↓
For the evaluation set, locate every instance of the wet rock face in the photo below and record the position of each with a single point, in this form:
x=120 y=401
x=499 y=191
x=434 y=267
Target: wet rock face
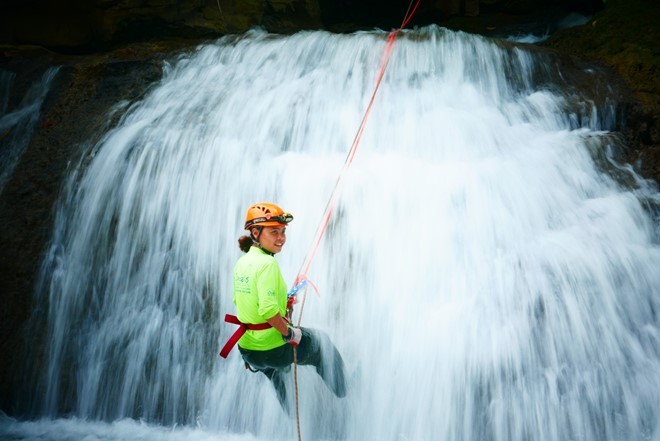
x=83 y=25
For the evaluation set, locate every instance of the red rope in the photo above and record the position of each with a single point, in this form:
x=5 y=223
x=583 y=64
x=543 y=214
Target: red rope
x=334 y=196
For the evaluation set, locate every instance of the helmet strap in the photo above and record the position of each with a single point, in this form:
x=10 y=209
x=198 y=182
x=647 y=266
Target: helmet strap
x=255 y=240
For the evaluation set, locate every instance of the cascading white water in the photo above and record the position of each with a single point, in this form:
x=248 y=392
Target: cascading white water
x=481 y=277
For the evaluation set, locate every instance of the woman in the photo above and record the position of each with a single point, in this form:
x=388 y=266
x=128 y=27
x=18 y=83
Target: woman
x=260 y=296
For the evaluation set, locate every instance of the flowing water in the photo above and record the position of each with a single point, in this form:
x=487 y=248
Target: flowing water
x=17 y=125
x=482 y=276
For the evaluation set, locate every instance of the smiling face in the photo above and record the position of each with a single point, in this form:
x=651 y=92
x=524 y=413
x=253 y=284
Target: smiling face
x=271 y=238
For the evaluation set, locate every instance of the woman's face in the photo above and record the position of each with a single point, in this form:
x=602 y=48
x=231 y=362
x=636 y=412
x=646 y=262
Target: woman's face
x=273 y=238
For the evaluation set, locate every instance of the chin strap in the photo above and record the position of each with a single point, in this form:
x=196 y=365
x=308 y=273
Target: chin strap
x=256 y=242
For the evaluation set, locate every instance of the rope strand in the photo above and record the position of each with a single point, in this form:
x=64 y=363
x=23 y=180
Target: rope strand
x=334 y=196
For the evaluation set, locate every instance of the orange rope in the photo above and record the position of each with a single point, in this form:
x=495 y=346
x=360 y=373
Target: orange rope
x=334 y=196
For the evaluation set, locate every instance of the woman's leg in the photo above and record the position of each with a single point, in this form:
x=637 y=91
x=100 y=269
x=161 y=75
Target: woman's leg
x=317 y=349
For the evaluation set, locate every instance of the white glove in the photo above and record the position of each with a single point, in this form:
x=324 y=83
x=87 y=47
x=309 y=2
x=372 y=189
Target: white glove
x=294 y=336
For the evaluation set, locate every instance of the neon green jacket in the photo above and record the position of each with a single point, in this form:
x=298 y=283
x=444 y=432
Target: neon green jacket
x=259 y=293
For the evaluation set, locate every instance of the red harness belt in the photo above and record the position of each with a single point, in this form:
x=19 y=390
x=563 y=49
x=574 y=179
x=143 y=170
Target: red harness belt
x=243 y=328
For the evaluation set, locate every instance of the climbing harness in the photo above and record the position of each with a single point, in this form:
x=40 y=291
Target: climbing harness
x=242 y=329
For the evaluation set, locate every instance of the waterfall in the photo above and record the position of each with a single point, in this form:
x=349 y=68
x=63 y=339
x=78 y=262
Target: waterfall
x=483 y=276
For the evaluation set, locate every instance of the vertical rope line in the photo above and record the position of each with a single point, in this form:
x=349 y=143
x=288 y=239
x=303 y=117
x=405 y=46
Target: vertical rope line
x=334 y=196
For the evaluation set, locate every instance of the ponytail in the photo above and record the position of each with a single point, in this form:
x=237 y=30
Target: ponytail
x=244 y=243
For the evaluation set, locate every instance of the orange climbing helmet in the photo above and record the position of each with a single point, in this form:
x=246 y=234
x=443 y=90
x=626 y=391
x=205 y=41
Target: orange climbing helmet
x=266 y=214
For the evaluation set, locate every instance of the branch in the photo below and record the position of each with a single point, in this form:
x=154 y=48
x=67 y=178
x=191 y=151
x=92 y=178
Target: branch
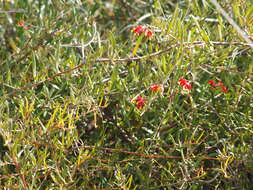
↑
Extract every line of the records above that contains the string "chin". Only matches with the same letter case count.

For the evaluation set, locate every instance of the chin strap in the photo above and record the position of each with a single point, in this form:
Target: chin strap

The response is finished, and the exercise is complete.